Point annotation data:
# # # #
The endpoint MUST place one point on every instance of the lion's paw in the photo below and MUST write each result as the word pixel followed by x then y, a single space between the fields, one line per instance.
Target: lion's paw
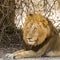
pixel 9 57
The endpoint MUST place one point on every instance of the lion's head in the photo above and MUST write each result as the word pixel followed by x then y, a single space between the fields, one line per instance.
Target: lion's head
pixel 35 29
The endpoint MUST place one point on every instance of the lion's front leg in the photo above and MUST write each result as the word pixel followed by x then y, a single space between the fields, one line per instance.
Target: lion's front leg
pixel 23 54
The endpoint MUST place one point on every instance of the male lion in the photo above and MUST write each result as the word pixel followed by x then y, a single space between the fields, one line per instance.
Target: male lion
pixel 40 36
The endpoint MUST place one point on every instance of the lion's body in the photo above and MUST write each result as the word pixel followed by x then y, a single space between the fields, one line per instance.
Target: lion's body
pixel 40 36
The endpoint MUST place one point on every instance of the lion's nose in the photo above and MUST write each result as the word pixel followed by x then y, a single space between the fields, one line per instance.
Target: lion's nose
pixel 29 38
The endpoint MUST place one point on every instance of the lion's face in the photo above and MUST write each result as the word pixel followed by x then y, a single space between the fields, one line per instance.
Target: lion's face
pixel 35 32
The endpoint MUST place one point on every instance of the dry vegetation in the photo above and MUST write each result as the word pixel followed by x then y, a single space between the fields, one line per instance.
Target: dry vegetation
pixel 10 36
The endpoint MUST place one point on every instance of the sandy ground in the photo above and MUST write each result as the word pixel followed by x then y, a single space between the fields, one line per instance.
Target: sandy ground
pixel 45 58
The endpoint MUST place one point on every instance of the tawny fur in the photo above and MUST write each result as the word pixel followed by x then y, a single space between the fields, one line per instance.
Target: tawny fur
pixel 39 31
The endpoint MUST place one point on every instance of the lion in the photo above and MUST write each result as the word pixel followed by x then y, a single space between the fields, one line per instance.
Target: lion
pixel 40 36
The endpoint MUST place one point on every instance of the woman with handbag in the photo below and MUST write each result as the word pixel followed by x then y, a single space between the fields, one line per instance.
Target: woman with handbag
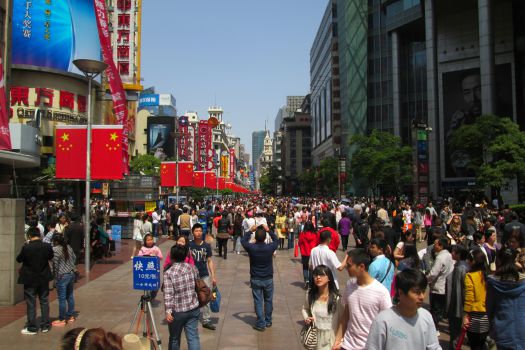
pixel 321 310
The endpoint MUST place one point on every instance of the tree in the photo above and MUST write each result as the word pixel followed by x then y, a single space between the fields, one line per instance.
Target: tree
pixel 495 147
pixel 381 162
pixel 145 164
pixel 269 180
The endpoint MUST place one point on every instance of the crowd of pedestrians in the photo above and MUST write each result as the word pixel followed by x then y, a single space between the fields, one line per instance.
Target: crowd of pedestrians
pixel 471 265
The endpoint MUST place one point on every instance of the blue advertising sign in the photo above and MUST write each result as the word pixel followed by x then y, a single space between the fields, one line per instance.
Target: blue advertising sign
pixel 116 232
pixel 149 100
pixel 52 34
pixel 146 273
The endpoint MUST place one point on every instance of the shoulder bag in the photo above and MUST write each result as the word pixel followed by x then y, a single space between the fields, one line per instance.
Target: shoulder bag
pixel 309 334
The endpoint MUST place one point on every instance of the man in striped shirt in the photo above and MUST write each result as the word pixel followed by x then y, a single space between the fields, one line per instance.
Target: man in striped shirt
pixel 364 298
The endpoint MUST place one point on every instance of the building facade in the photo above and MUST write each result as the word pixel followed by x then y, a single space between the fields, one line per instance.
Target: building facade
pixel 325 87
pixel 257 144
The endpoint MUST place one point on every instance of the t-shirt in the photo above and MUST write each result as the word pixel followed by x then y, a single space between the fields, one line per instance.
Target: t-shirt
pixel 322 255
pixel 390 330
pixel 364 304
pixel 379 270
pixel 200 254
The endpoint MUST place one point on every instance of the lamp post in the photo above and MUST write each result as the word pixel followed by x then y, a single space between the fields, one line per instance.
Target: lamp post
pixel 90 68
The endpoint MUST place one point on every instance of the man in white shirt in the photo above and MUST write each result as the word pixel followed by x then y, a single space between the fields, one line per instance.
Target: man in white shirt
pixel 322 255
pixel 437 278
pixel 364 299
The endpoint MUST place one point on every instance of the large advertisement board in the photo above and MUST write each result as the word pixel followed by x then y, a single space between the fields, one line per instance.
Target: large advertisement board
pixel 462 106
pixel 160 140
pixel 53 33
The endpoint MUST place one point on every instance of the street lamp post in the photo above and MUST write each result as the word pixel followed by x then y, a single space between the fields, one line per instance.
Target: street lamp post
pixel 90 68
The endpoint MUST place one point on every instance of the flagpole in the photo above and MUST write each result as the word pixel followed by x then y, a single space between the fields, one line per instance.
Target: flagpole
pixel 90 68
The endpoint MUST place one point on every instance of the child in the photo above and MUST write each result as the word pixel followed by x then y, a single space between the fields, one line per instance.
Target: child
pixel 407 325
pixel 150 249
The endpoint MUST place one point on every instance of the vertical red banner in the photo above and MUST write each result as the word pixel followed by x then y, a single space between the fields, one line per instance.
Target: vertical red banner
pixel 115 83
pixel 5 135
pixel 232 164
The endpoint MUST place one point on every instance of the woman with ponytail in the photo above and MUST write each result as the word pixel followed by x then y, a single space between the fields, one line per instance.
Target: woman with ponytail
pixel 64 269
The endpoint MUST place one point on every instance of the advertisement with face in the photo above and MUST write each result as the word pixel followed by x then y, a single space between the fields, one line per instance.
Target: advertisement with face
pixel 160 141
pixel 462 106
pixel 53 33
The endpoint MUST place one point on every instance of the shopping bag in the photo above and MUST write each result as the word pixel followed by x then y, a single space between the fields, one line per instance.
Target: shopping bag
pixel 461 338
pixel 215 303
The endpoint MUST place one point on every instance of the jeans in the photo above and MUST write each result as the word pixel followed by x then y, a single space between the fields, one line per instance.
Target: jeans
pixel 291 240
pixel 223 244
pixel 30 294
pixel 189 321
pixel 205 310
pixel 237 244
pixel 65 285
pixel 437 307
pixel 262 292
pixel 454 326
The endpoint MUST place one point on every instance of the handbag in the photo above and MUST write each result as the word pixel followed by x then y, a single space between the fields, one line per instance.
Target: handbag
pixel 309 334
pixel 215 303
pixel 203 292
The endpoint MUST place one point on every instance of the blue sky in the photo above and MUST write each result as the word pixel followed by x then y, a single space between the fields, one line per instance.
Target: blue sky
pixel 246 55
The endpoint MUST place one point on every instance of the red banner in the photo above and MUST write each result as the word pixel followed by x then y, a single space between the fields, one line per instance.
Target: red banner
pixel 106 152
pixel 5 135
pixel 115 83
pixel 71 152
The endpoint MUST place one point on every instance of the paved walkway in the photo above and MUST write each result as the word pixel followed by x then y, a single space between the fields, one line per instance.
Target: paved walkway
pixel 109 302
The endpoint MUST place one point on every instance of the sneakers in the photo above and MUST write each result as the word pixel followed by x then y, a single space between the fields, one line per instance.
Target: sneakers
pixel 208 326
pixel 28 332
pixel 58 323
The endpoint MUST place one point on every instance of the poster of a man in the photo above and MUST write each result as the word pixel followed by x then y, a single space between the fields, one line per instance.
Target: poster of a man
pixel 462 106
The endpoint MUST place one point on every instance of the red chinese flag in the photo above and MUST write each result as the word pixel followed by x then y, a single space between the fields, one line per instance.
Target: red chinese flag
pixel 211 180
pixel 185 174
pixel 106 152
pixel 222 183
pixel 198 179
pixel 71 152
pixel 167 174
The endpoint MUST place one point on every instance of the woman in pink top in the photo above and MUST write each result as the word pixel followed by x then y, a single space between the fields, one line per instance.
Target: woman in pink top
pixel 183 242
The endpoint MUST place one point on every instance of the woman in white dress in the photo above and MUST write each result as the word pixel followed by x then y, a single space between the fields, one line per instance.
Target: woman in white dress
pixel 137 233
pixel 323 306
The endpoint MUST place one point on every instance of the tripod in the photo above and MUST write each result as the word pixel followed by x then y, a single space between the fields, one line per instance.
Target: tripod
pixel 144 308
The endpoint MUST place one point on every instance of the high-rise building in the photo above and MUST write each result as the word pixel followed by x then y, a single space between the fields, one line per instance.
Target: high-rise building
pixel 324 87
pixel 257 144
pixel 438 64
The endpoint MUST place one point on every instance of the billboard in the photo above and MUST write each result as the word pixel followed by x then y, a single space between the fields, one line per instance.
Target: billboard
pixel 462 106
pixel 52 33
pixel 160 141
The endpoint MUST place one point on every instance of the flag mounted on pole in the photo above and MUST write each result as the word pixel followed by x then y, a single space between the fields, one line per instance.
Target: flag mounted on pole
pixel 71 152
pixel 106 152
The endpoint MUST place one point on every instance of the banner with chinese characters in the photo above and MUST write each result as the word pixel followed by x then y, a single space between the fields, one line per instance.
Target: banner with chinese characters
pixel 5 135
pixel 53 105
pixel 115 83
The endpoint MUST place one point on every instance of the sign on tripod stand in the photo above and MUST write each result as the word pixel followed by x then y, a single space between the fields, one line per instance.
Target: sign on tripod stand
pixel 146 273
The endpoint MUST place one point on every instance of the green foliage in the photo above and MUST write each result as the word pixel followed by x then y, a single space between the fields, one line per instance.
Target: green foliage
# # # #
TO BE DONE>
Output as a JSON list of strings every line from the one containing "of the green" through the end of the data, one string per line.

EXPECTED ANSWER>
[
  "The endpoint MUST place one point on every instance of the green foliage in the photo above and MUST write each result as the word pixel followed by x then y, a single space between the fields, one line per instance.",
  "Target: green foliage"
]